=== Written exercise ===
Can you give every line of the items below as a JSON list of strings, one string per line, with blank lines left out?

=== Data entries ===
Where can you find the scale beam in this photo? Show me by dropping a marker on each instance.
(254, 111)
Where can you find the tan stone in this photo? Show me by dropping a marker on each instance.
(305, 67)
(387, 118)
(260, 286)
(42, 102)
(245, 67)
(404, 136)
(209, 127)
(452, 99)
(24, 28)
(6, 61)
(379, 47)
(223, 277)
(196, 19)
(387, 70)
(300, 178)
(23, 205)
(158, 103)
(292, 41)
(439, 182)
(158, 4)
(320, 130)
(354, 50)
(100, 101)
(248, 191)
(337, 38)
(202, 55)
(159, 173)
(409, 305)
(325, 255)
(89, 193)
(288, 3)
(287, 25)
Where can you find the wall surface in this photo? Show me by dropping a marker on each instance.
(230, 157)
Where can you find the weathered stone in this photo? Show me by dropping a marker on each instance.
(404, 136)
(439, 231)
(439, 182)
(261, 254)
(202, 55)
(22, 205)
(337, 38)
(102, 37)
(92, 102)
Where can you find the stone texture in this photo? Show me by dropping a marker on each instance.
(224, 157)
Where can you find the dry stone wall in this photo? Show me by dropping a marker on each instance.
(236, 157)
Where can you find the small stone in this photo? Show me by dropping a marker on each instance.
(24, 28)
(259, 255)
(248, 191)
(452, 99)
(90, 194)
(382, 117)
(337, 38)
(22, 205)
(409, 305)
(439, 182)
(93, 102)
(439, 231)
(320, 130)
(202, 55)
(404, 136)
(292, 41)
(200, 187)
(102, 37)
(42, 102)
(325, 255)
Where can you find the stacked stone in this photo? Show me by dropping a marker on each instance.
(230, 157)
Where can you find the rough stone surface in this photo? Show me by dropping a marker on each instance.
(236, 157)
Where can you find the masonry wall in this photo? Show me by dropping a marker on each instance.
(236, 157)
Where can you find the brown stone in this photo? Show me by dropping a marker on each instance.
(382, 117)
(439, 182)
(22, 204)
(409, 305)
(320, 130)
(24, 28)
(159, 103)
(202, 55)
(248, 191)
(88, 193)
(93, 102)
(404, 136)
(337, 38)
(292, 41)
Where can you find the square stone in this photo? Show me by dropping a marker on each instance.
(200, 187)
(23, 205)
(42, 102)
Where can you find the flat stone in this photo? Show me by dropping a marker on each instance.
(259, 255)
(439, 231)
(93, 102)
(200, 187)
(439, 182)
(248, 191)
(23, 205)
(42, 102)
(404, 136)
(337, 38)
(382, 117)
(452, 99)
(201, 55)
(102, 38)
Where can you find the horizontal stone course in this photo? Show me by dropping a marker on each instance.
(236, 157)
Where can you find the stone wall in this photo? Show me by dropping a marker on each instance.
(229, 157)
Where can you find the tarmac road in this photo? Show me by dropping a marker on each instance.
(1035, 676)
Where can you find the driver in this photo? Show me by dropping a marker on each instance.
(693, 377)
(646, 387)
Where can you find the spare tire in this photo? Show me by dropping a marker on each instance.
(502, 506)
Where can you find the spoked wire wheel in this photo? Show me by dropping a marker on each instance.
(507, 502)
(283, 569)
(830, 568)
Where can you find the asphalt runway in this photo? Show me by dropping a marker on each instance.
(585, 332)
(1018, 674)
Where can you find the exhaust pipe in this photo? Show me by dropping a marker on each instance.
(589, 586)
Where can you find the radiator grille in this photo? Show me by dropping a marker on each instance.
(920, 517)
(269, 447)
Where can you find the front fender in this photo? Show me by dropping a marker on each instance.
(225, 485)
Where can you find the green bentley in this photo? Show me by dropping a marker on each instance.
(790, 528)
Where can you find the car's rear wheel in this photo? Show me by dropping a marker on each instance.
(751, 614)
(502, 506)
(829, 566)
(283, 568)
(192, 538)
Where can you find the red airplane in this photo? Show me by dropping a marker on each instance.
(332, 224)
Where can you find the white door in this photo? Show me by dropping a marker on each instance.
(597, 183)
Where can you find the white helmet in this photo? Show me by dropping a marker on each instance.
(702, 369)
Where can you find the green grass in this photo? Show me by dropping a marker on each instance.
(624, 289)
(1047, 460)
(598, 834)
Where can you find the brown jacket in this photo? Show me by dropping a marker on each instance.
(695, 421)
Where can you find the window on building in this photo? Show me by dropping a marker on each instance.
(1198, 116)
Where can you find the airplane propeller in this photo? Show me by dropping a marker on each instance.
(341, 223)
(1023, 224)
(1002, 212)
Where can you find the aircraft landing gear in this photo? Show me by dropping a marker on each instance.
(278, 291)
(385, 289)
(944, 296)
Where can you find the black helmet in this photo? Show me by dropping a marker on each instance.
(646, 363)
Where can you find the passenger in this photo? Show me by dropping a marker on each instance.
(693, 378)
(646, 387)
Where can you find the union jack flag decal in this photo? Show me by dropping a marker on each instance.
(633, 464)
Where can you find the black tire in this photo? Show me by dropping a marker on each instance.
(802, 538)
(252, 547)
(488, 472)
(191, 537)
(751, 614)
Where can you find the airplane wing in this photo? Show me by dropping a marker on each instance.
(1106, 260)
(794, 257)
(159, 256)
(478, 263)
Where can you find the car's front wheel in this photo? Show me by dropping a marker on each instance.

=== Task response ===
[
  "Where can you find the scale beam in this photo? Show me by dropping a marker on each instance.",
  "(254, 111)",
  "Where can you find the tan stone in this photo? Show me by dropping a marker on each instance.",
  "(305, 67)",
  "(387, 118)",
  "(260, 286)",
  "(42, 102)",
  "(245, 67)",
  "(404, 136)",
  "(209, 127)",
  "(452, 99)",
  "(24, 28)",
  "(6, 61)",
  "(379, 47)",
  "(223, 277)",
  "(196, 19)",
  "(387, 70)",
  "(300, 178)",
  "(23, 205)",
  "(158, 103)",
  "(292, 41)",
  "(439, 182)",
  "(158, 4)",
  "(320, 130)",
  "(354, 50)",
  "(100, 101)",
  "(248, 191)",
  "(337, 38)",
  "(202, 55)",
  "(159, 173)",
  "(409, 305)",
  "(325, 255)",
  "(89, 193)",
  "(288, 3)",
  "(287, 25)",
  "Where can you find the wall surface in this photo? Show me by dropping a marker on each instance.",
  "(230, 157)",
  "Where can you find the weathered stone in this photo? Show me by dropping a marker on each instance.",
  "(404, 136)",
  "(439, 231)",
  "(439, 182)",
  "(261, 254)",
  "(202, 55)",
  "(22, 205)",
  "(337, 38)",
  "(102, 37)",
  "(92, 102)",
  "Where can you find the stone texture in this photo? Show me by dropping a marker on each instance.",
  "(224, 157)",
  "Where can you find the dry stone wall in this photo? Show me by dropping a marker on each instance.",
  "(236, 157)",
  "Where can you find the small stone in this photo? Show me by dropping a marker on each instance.",
  "(24, 28)",
  "(259, 255)",
  "(248, 191)",
  "(452, 99)",
  "(90, 194)",
  "(382, 117)",
  "(337, 38)",
  "(22, 205)",
  "(409, 305)",
  "(439, 182)",
  "(93, 102)",
  "(439, 231)",
  "(320, 130)",
  "(202, 55)",
  "(404, 136)",
  "(292, 41)",
  "(200, 187)",
  "(102, 37)",
  "(42, 102)",
  "(325, 255)",
  "Where can you find the stacked stone in this photo? Show me by dropping a marker on each instance.",
  "(230, 157)",
  "Where can you find the rough stone surface in this photo? Show me by dropping a marker on each instance.",
  "(236, 157)",
  "Where can you find the masonry wall in this photo? Show me by dropping a marker on each instance.",
  "(236, 157)",
  "Where can you find the brown stone in this photo? Show me by dropping a marker on each instance.",
  "(382, 117)",
  "(439, 182)",
  "(22, 204)",
  "(409, 305)",
  "(320, 130)",
  "(24, 28)",
  "(159, 103)",
  "(202, 55)",
  "(248, 191)",
  "(88, 193)",
  "(93, 102)",
  "(404, 136)",
  "(337, 38)",
  "(292, 41)",
  "Where can you find the square stone in this photo? Show me by dropping a marker on each instance.",
  "(200, 187)",
  "(23, 205)",
  "(42, 102)",
  "Where can you find the flat stone in this photo? Show me by dropping a marker on each instance.",
  "(259, 255)",
  "(439, 231)",
  "(93, 102)",
  "(200, 187)",
  "(439, 182)",
  "(248, 191)",
  "(23, 205)",
  "(42, 102)",
  "(404, 136)",
  "(337, 38)",
  "(382, 117)",
  "(452, 99)",
  "(201, 55)",
  "(102, 38)",
  "Where can you find the horizontal stone course in this photo? Show me by dropping a marker on each instance.",
  "(236, 157)",
  "Where can you find the stone wall in this photo? Show me by dropping a marker on each instance.",
  "(229, 157)",
  "Where can you find the tarmac road in this photo? Show me by dropping a marker on each instance.",
  "(1035, 676)",
  "Where can you find the driver in this photo? Show me by dropping a marker on each instance.",
  "(693, 377)",
  "(646, 387)",
  "Where can you find the spare tire in this photo? Show me by dropping a marker on each instance.",
  "(502, 506)",
  "Where can you find the spoked wire wheel in this photo? Show me by dropping a marker on each instance.",
  "(507, 502)",
  "(283, 569)",
  "(830, 568)",
  "Where can you find the asphalt runway in this photo? Show me by dropping a marker on each instance.",
  "(585, 332)",
  "(1018, 674)",
  "Where can you find the exhaust pipe in this photo? Show me by dropping a marker on each instance.",
  "(589, 586)",
  "Where can you find the radiator grille in this photo? Show me by dropping a marker on each instance.",
  "(920, 517)",
  "(269, 447)",
  "Where can you find the front fender in this photo? Show me by dropping a marker on each instance.",
  "(225, 485)",
  "Where can you find the green bentley in this photo? Show me by dropping a marker on each instance.",
  "(790, 528)",
  "Where can you find the car's rear wheel in this photo? Show me by dropping a marker on each instance.",
  "(751, 614)",
  "(502, 506)",
  "(829, 566)",
  "(283, 568)",
  "(192, 538)",
  "Where can you find the red airplane in this photo? Show me by dropping a marker on each instance.",
  "(332, 224)",
  "Where can you find the white door in this photo? Show me by dropping a marker on each instance.",
  "(597, 183)",
  "Where can you find the white helmet in this photo? Show me by dropping a marker on each instance.",
  "(702, 369)",
  "Where can you find the green grass in this photo? Show me by dropping a marker on each instance.",
  "(624, 289)",
  "(1047, 460)",
  "(598, 834)",
  "Where can you find the brown jacket in this photo? Show me by dropping a marker on each instance.",
  "(695, 421)",
  "Where can you find the window on building in this photo? Show me by dropping a marker on each instance.",
  "(1198, 116)",
  "Where can you find the airplane propeller in this photo? Show me by dropping a marker on each instance.",
  "(341, 223)",
  "(1023, 224)",
  "(1002, 212)",
  "Where can you find the aircraft landing gear in this photo? Show me by dropping a marker on each instance.",
  "(278, 291)",
  "(385, 289)",
  "(944, 296)",
  "Where can you find the black helmet in this photo? Show me by dropping a marker on each instance.",
  "(646, 363)",
  "Where can you find the passenger in this photo? Show me by dropping a marker on each instance.",
  "(693, 378)",
  "(646, 387)",
  "Where can you find the union jack flag decal in this photo? Show me by dropping a marker on each instance.",
  "(633, 464)",
  "Where can you find the black tire in this photo? Show me by dropping a marker on each instance.",
  "(802, 538)",
  "(252, 547)",
  "(488, 472)",
  "(191, 537)",
  "(751, 614)",
  "Where can you find the airplane wing in this photo? Show me by dropping a marker on each instance.",
  "(1106, 260)",
  "(794, 257)",
  "(159, 256)",
  "(478, 263)",
  "Where can you find the car's front wheel in this photo? Show me by dropping a marker on each instance."
]